__WRITTEN INSTRUCTION__.
Write out the material below verbatim, leaving out the pictures.

Entries drawn from a collection:

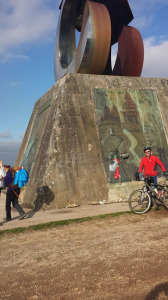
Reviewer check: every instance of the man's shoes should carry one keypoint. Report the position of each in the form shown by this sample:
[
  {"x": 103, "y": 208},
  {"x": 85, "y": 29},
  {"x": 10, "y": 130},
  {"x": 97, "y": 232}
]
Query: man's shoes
[
  {"x": 7, "y": 219},
  {"x": 22, "y": 216},
  {"x": 156, "y": 207}
]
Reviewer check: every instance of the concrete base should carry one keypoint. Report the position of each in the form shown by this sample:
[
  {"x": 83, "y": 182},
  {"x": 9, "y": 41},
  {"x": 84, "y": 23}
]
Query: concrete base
[{"x": 61, "y": 149}]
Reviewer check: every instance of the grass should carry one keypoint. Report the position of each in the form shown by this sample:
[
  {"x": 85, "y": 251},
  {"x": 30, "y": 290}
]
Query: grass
[{"x": 53, "y": 224}]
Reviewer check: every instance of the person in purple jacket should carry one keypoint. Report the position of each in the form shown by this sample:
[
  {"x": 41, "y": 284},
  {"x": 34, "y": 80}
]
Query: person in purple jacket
[{"x": 12, "y": 195}]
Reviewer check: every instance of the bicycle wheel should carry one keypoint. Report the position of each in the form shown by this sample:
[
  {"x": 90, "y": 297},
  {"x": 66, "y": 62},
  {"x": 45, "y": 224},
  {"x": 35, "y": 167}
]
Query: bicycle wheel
[
  {"x": 139, "y": 202},
  {"x": 165, "y": 199}
]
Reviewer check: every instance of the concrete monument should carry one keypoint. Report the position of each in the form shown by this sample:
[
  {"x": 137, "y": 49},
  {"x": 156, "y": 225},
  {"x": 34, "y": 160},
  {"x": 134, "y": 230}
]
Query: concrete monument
[{"x": 78, "y": 126}]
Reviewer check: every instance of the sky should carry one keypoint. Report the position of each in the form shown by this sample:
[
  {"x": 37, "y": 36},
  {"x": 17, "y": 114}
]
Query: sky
[{"x": 27, "y": 45}]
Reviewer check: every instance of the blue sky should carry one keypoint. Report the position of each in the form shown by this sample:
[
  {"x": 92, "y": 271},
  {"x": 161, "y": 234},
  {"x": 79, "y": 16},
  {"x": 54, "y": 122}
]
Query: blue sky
[{"x": 27, "y": 40}]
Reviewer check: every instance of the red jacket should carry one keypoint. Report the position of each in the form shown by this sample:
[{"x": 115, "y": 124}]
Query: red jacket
[{"x": 149, "y": 165}]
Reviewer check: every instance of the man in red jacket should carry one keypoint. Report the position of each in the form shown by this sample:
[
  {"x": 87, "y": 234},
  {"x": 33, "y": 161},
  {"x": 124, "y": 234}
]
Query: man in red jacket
[{"x": 148, "y": 163}]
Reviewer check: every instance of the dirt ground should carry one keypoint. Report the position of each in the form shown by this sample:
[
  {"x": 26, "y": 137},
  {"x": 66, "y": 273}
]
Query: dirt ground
[{"x": 116, "y": 258}]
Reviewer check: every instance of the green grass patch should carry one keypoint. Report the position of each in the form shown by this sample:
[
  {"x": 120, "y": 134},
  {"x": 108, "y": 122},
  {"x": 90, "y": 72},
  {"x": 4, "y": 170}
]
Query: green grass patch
[{"x": 54, "y": 224}]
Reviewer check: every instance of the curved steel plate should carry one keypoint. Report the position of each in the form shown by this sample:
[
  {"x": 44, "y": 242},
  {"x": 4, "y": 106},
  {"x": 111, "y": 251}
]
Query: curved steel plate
[
  {"x": 94, "y": 44},
  {"x": 130, "y": 55}
]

__RESPONSE__.
Reviewer check: every instance of the man's shoes should carry one keypoint. Report the position of each in the form shown by this sample:
[
  {"x": 103, "y": 208},
  {"x": 85, "y": 29},
  {"x": 10, "y": 130},
  {"x": 97, "y": 232}
]
Query: man's shoes
[
  {"x": 7, "y": 219},
  {"x": 22, "y": 216},
  {"x": 156, "y": 207}
]
Reviewer check: every instance of the concrete base should carry one keypoint. Report the position of each in the form shown by this sample:
[
  {"x": 83, "y": 182},
  {"x": 9, "y": 41},
  {"x": 84, "y": 23}
]
Query: concrete base
[{"x": 61, "y": 149}]
Reviewer check: every instance of the grass should carry one keypoint. Report the position of each in the form shown by this sample:
[
  {"x": 85, "y": 251},
  {"x": 30, "y": 290}
]
Query: grass
[{"x": 53, "y": 224}]
Reviewer check: every instance of the person in purple jacket should carry one keypoint. Report the position of each in the form shown by this sample:
[
  {"x": 41, "y": 284},
  {"x": 34, "y": 80}
]
Query: person in purple jacket
[{"x": 12, "y": 195}]
Reviewer check: every instance of the bicycle wheel should carry one keypoint. Report the position of each in the form shown by this sample:
[
  {"x": 90, "y": 297},
  {"x": 66, "y": 62},
  {"x": 45, "y": 224},
  {"x": 35, "y": 167}
]
Query: bicycle wheel
[
  {"x": 139, "y": 202},
  {"x": 165, "y": 199}
]
Reviewer check: every instance of the concrete monument should carry one keypoint. Report the position of each in the form shown by this sample:
[
  {"x": 137, "y": 49},
  {"x": 156, "y": 225},
  {"x": 34, "y": 160},
  {"x": 134, "y": 230}
]
Query: concrete monument
[{"x": 78, "y": 126}]
Reviewer check: every instance of the sky should carry one keypoint. Report the position of each in the form shown by this sample:
[
  {"x": 37, "y": 36},
  {"x": 17, "y": 114}
]
Query: sky
[{"x": 27, "y": 45}]
Reviewer check: every instance of the blue sky should carry one keypoint. Report the position of each in the form shown by this sample:
[
  {"x": 92, "y": 271},
  {"x": 161, "y": 234},
  {"x": 79, "y": 16},
  {"x": 54, "y": 122}
]
Query: blue sky
[{"x": 27, "y": 40}]
Reviewer check: every instance of the red jacket should carry one keypoint. Report the position of each in the form shown by this sample:
[{"x": 115, "y": 124}]
Query: red jacket
[{"x": 149, "y": 165}]
Reviewer check: every instance of the man in red jacket should carry one keypoint. Report the position of each in the form shown by this sample:
[
  {"x": 87, "y": 234},
  {"x": 33, "y": 161},
  {"x": 124, "y": 234}
]
Query: man in red jacket
[{"x": 148, "y": 163}]
Reviewer check: every instance of the dirt ground should carry one keypoint. Report the position of each in the form shown by this sample:
[
  {"x": 26, "y": 137},
  {"x": 66, "y": 273}
]
Query: dirt ground
[{"x": 116, "y": 258}]
Reviewer check: every instance of the green grass patch should carry one keypoint. Report the position of each in the form shown by this sample:
[
  {"x": 120, "y": 134},
  {"x": 108, "y": 122},
  {"x": 90, "y": 72},
  {"x": 4, "y": 170}
]
Query: green grass patch
[{"x": 54, "y": 224}]
Reviewer check: every instance of the curved steel plate should carry one keypoint. Report the position of each in the form shown by this sample:
[
  {"x": 44, "y": 242},
  {"x": 4, "y": 106},
  {"x": 111, "y": 251}
]
Query: curved steel plate
[
  {"x": 94, "y": 44},
  {"x": 130, "y": 55}
]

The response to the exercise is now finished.